----- RECORDS FOR THE EXERCISE -----

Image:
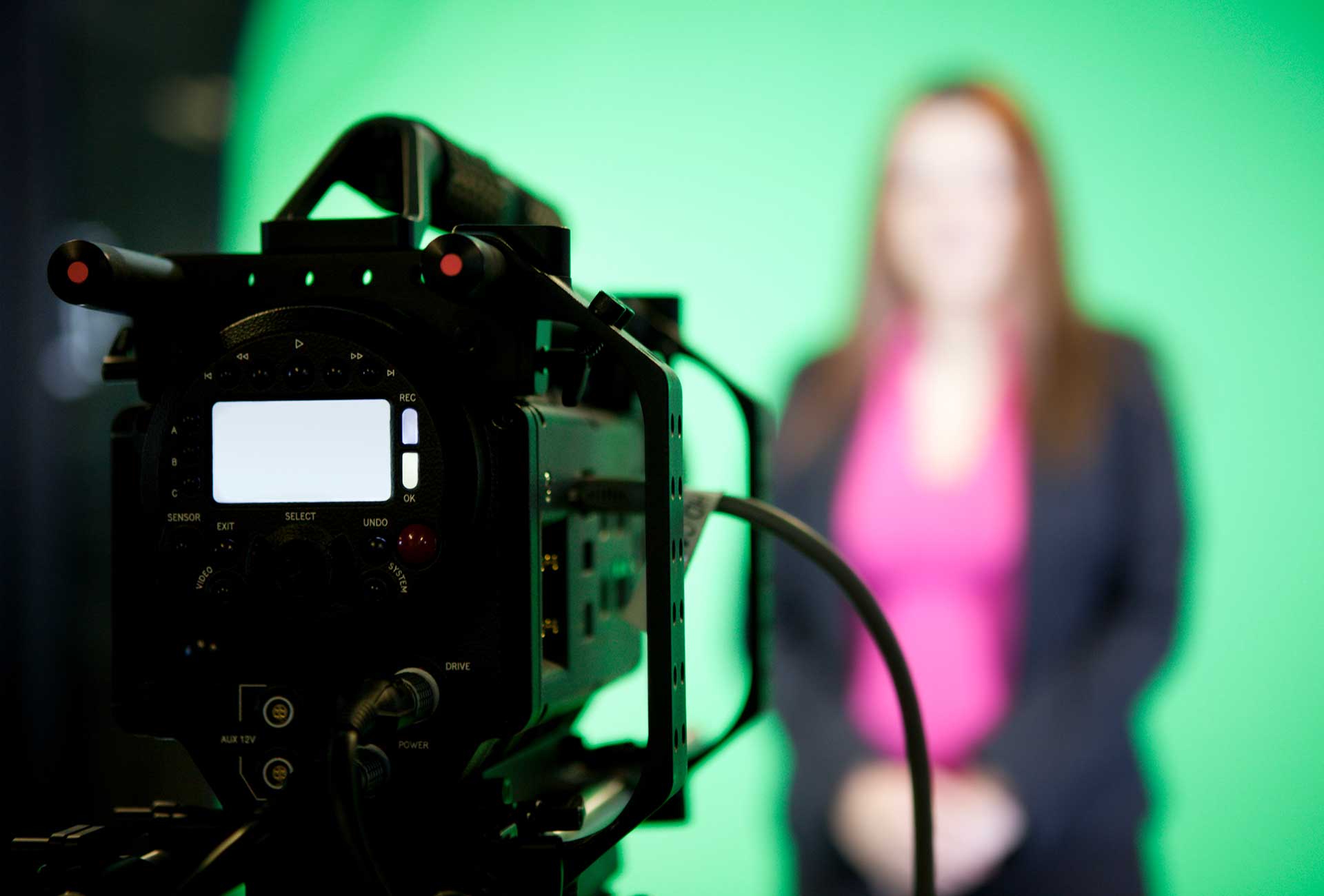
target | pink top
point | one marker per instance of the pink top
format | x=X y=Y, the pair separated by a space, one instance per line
x=943 y=562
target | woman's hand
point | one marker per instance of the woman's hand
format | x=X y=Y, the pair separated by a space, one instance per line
x=976 y=825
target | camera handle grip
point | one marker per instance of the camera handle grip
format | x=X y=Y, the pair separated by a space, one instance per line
x=403 y=165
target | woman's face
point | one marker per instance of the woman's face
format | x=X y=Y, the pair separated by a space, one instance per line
x=952 y=208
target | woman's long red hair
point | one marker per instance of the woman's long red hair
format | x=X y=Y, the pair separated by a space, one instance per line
x=1065 y=356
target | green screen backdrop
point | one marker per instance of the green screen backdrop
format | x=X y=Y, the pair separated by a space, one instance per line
x=726 y=151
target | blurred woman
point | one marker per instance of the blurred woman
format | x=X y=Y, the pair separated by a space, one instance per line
x=1000 y=473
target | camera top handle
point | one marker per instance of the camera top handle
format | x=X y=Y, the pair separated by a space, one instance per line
x=405 y=167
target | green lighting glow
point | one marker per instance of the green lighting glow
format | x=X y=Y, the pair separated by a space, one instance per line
x=1184 y=139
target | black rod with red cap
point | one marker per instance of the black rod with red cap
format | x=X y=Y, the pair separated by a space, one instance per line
x=108 y=278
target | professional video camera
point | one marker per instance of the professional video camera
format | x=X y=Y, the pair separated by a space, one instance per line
x=388 y=518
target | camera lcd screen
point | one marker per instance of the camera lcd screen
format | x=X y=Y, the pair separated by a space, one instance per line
x=301 y=451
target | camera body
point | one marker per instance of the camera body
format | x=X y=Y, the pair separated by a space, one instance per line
x=358 y=458
x=317 y=491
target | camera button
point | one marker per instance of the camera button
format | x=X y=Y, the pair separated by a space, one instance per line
x=299 y=376
x=279 y=711
x=335 y=375
x=277 y=772
x=370 y=372
x=184 y=542
x=375 y=588
x=417 y=544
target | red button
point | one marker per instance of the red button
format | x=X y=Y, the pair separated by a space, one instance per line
x=417 y=544
x=452 y=264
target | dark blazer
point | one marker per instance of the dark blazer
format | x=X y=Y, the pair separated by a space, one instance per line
x=1101 y=581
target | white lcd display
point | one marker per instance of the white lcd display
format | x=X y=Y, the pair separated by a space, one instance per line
x=301 y=451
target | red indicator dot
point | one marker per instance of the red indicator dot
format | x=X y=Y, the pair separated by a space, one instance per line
x=452 y=264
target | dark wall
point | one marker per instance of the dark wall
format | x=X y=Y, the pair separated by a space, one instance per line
x=113 y=121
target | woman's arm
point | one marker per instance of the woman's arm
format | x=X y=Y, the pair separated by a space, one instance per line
x=1059 y=739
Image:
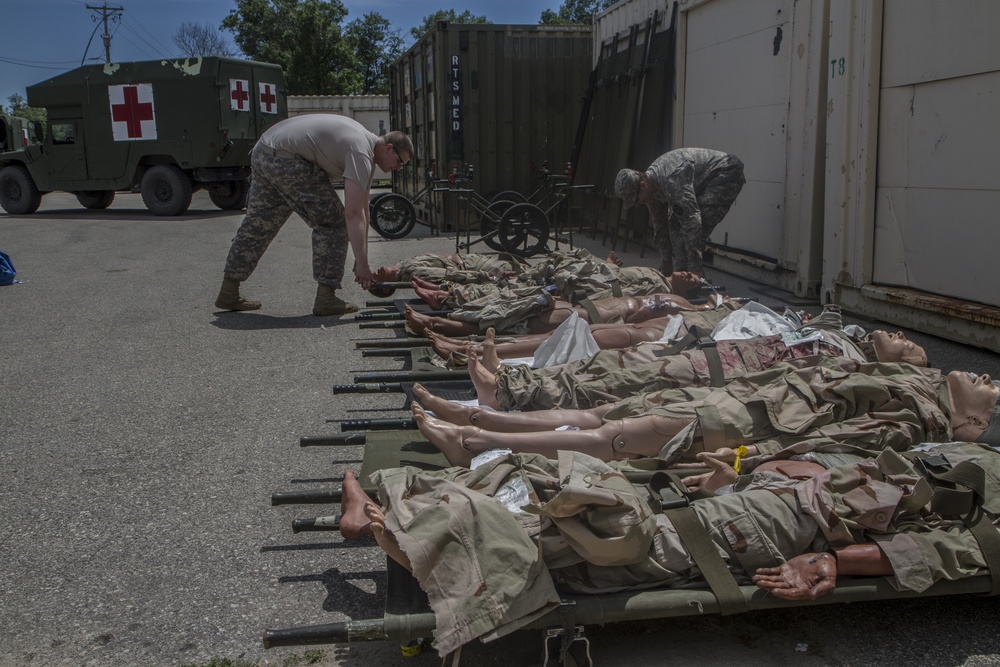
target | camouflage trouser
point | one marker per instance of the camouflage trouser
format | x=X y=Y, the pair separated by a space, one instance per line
x=489 y=567
x=715 y=197
x=278 y=188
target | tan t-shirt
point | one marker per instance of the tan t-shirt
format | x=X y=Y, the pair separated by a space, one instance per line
x=338 y=145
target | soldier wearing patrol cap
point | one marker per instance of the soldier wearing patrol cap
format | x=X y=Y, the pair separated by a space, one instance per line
x=688 y=192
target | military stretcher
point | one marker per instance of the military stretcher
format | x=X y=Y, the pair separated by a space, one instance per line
x=407 y=616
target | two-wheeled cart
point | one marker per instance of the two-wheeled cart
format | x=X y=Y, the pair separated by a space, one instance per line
x=509 y=221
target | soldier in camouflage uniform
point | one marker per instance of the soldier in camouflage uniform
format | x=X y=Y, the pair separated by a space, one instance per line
x=293 y=167
x=804 y=405
x=688 y=192
x=494 y=546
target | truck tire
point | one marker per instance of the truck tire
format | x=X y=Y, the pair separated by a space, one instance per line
x=166 y=190
x=18 y=193
x=392 y=216
x=229 y=195
x=95 y=199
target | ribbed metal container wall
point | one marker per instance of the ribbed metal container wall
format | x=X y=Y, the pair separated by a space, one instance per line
x=505 y=99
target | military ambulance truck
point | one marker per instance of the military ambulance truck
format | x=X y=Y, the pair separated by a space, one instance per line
x=164 y=128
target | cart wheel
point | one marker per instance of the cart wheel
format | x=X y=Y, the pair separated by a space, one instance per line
x=524 y=230
x=393 y=216
x=489 y=221
x=508 y=195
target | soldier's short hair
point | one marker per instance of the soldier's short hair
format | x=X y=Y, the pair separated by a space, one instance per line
x=400 y=141
x=627 y=186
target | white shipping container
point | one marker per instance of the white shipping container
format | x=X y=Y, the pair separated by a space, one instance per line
x=913 y=184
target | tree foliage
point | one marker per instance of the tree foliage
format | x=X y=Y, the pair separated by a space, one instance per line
x=304 y=37
x=448 y=15
x=196 y=40
x=376 y=46
x=19 y=107
x=575 y=12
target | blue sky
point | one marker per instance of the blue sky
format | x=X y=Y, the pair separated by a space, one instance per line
x=43 y=38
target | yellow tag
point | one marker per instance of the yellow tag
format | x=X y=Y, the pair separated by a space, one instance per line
x=741 y=451
x=412 y=650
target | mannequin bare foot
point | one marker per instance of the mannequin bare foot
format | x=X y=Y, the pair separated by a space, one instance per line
x=448 y=438
x=418 y=322
x=353 y=523
x=433 y=298
x=444 y=346
x=385 y=539
x=443 y=408
x=485 y=383
x=490 y=358
x=385 y=274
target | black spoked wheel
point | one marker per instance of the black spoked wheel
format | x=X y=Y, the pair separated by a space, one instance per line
x=490 y=221
x=393 y=216
x=166 y=190
x=524 y=230
x=18 y=193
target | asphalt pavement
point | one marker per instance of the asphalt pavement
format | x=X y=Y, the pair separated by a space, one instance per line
x=143 y=434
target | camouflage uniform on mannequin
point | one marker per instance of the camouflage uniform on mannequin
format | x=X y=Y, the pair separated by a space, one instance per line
x=611 y=375
x=494 y=546
x=688 y=192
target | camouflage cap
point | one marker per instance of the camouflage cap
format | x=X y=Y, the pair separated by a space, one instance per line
x=627 y=186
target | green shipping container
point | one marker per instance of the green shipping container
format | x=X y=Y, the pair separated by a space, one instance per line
x=505 y=100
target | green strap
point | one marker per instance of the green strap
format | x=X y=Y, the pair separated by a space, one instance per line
x=715 y=372
x=713 y=433
x=706 y=556
x=989 y=543
x=595 y=317
x=966 y=501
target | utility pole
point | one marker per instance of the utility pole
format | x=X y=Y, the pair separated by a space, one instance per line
x=107 y=13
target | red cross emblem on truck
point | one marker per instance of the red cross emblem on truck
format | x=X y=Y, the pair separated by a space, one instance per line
x=268 y=98
x=239 y=94
x=132 y=113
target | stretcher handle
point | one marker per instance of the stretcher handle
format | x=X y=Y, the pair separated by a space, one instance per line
x=402 y=423
x=307 y=496
x=395 y=324
x=332 y=440
x=412 y=376
x=369 y=388
x=388 y=352
x=316 y=524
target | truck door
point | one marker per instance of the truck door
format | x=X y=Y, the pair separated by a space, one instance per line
x=67 y=154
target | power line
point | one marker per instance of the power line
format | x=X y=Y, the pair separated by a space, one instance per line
x=107 y=13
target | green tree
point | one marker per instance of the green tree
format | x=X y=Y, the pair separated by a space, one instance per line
x=448 y=15
x=195 y=40
x=575 y=12
x=376 y=47
x=19 y=107
x=304 y=37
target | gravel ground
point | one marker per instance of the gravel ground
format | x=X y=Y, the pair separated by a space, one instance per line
x=143 y=433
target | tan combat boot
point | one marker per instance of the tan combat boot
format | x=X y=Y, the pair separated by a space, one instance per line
x=229 y=297
x=327 y=302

-----

| TASK OBJECTIVE |
Write out again every line of the entries starting at the line that contains "target | woman's long red hair" and ending at the line that contains "x=108 y=278", both included, keeping the requests unchanged. Shift each answer coordinate by adding 17 to it.

| RESPONSE TO THE EXERCISE |
target | woman's long red hair
point | one marker per instance of the woman's long red hair
format | x=X y=Y, the pair separated by a space, one instance per line
x=1082 y=373
target | green screen backdrop
point | one marker per instance of the green screen backdrop
format | x=X y=Y, the pair separated by a space, one instance per line
x=743 y=168
target | blurred woman
point | one marker per instance of the blurred woman
format | x=X y=Y, the pair separated by a space, one instance per line
x=1017 y=490
target | camera top handle
point | one marker per instance of the camera top handle
format | x=X y=Y, the pair separated by a space, one instance per line
x=422 y=184
target | green lighting glow
point | one marker per instance of the green lighting glow
format | x=X y=Y, the pair separated by a space, one instance per line
x=1201 y=156
target | black rod with red cap
point | one marker per instance of the black rod with red cap
format | x=X y=Y, the pair separated by a space, one instance per line
x=125 y=295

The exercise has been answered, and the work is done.